■ Problem requirements
Only one portion of the data is to be written out: from the line bearing "Find every instance of the man in black" through the line bearing "Find every instance of the white". Write it exactly as it appears.
====== Data provided
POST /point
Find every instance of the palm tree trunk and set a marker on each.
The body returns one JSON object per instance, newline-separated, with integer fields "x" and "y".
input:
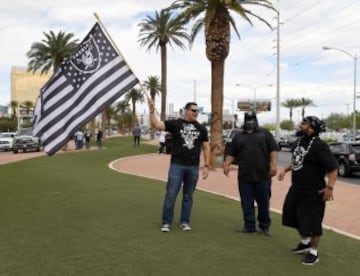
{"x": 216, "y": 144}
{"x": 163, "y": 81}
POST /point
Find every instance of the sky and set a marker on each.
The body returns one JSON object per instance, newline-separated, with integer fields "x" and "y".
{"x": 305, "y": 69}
============
====== Data provided
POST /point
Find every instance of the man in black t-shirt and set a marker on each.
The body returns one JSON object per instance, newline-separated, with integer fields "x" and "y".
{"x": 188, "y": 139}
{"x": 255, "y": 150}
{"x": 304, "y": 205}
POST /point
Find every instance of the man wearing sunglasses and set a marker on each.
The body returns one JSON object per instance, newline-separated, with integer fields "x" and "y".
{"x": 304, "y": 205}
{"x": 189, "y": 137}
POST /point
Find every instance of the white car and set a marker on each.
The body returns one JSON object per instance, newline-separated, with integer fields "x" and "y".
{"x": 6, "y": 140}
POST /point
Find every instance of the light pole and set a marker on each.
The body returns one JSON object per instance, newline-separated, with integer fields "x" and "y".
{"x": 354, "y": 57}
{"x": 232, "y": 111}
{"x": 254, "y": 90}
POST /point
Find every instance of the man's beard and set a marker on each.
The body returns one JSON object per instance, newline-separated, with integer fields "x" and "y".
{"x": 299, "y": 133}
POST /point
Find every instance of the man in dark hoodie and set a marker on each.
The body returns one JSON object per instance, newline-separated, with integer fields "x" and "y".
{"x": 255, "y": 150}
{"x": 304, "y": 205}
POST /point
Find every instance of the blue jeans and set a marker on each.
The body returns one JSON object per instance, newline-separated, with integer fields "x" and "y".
============
■ Solution to the exercise
Find every instance of the man in black t-shirt and set a marker on each.
The body returns one JSON object per instance, newline-separated, with integer fields "x" and "y".
{"x": 188, "y": 139}
{"x": 255, "y": 150}
{"x": 304, "y": 205}
POST /point
Find every instance of the man wearing sunglasses and set a marker on each.
The body returns one JSON object per instance, newline-separated, with integer fields "x" and "y".
{"x": 304, "y": 205}
{"x": 189, "y": 137}
POST /point
Find every instance of the white car and set a marker on each.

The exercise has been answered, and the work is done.